* [Excerpt to read]

Appellant alleges that the government improperly withheld until trial a scientific report from the FBI which indicated that none of appellant’s pubic hair was found after a combing had been taken from the victim and after an examination of her bedding for hair had been made. Contending that because of this disclosure delay he was denied due process of law under the doctrine of Brady, appellant seeks a reversal and a new trial.

Brady held “that the suppression by the prosecution of evidence favorable to an accused upon request violates due process where the evidence is material either to guilt or to punishment, irrespective of the good faith or bad faith of the prosecution.” Brady v. Maryland, supra at 87, 83 S.Ct. at 1197. We note first, that the record does not disclose a defense request either specifically for results of scientific tests under Super.Ct.Crim.R. 16(a), or generally for Brady material. More importantly, the rule of Brady applies basically in three situations, each involving the discovery after trial of information which had been known to the prosecution but unknown to the defense. See United States v. Agurs, — U.S. —, 96 S.Ct. 2392, 49 L.Ed.2d 342 (1976). The record in the instant case reveals that defense counsel received the report from the government during the pretrial motion hearing on the day trial began, not after trial. If counsel felt that she had inadequate time to make use of the report, her remedy would have been to ask for a short respite, which she failed to do.

* [Data lines]
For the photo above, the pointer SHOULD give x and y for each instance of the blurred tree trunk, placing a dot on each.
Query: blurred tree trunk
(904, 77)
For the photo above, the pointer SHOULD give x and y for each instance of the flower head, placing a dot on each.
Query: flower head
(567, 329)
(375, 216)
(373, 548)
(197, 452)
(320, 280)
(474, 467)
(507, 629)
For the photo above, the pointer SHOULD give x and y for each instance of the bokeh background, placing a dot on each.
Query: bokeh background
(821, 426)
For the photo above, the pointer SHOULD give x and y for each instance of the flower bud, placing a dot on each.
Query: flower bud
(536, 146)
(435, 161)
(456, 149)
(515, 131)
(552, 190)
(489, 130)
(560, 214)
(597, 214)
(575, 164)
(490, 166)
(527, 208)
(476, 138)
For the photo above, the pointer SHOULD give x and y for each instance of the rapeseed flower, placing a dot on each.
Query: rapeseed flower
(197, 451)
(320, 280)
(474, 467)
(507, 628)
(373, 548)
==
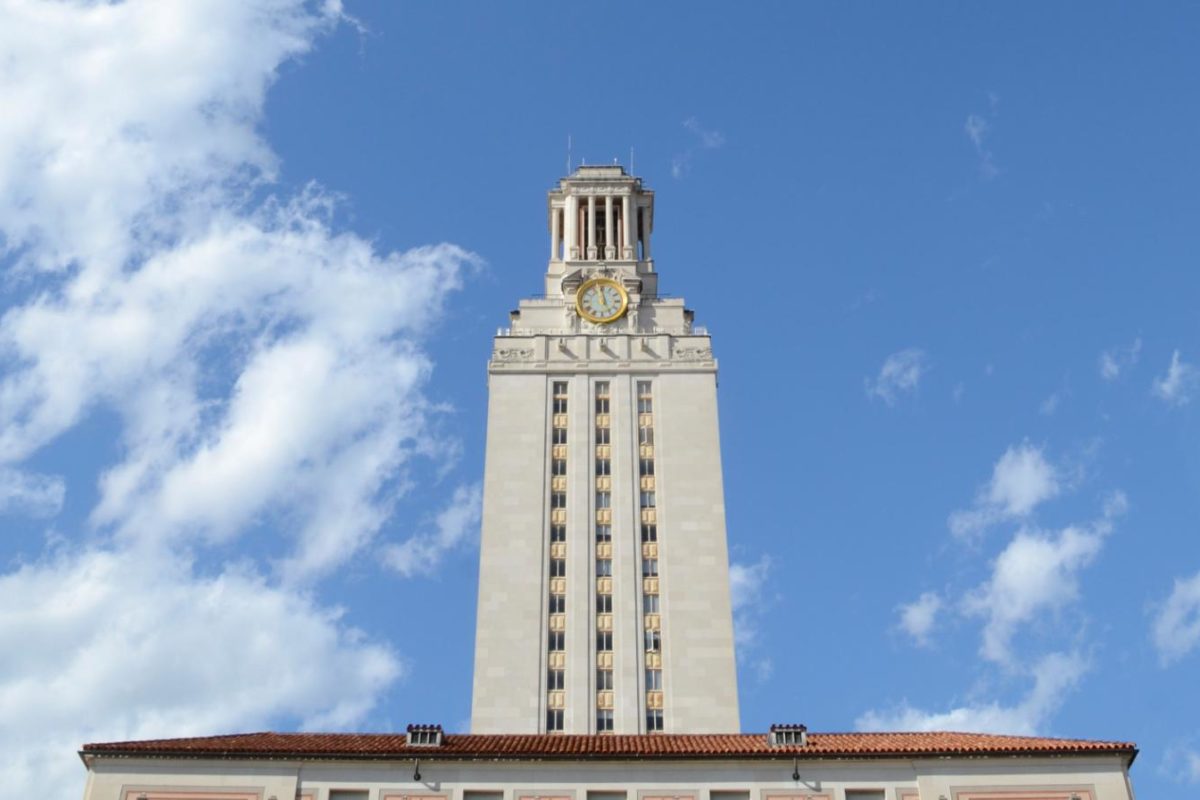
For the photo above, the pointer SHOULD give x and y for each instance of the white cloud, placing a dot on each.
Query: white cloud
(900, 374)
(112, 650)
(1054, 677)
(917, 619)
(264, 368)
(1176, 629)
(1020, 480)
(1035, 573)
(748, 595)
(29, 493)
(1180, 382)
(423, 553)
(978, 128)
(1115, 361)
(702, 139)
--
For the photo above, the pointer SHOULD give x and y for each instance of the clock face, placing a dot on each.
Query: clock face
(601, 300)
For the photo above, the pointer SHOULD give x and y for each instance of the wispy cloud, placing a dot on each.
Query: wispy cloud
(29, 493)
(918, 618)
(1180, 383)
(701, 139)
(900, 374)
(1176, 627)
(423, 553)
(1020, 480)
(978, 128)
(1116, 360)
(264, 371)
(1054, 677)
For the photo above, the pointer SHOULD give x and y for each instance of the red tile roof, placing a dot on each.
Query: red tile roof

* [Problems to solve]
**A)** Answer these about the Brady passage:
(i) What did the FBI report indicate?
(ii) When did defense counsel receive the report from the government?
(iii) What remedy does the court say counsel should have sought if she lacked time to use the report?
**B)** According to the Brady passage, why does the rule of Brady not fit the situation in this case?
**C)** Can you transcribe the Brady passage starting at "Appellant alleges that" and ending at "a new trial."?

* [The replies]
**A)**
(i) None of appellant's pubic hair was found after a combing was taken from the victim and her bedding was examined for hair.
(ii) During the pretrial motion hearing on the day trial began.
(iii) She should have asked for a short respite.

**B)** The rule applies basically to information that the prosecution knew, that the defense did not know, and that was discovered after trial. Here defense counsel received the report during the pretrial motion hearing on the day trial began, not after trial. The record also shows no defense request for scientific test results or for Brady material.

**C)**
Appellant alleges that the government improperly withheld until trial a scientific report from the FBI which indicated that none of appellant’s pubic hair was found after a combing had been taken from the victim and after an examination of her bedding for hair had been made. Contending that because of this disclosure delay he was denied due process of law under the doctrine of Brady, appellant seeks a reversal and a new trial.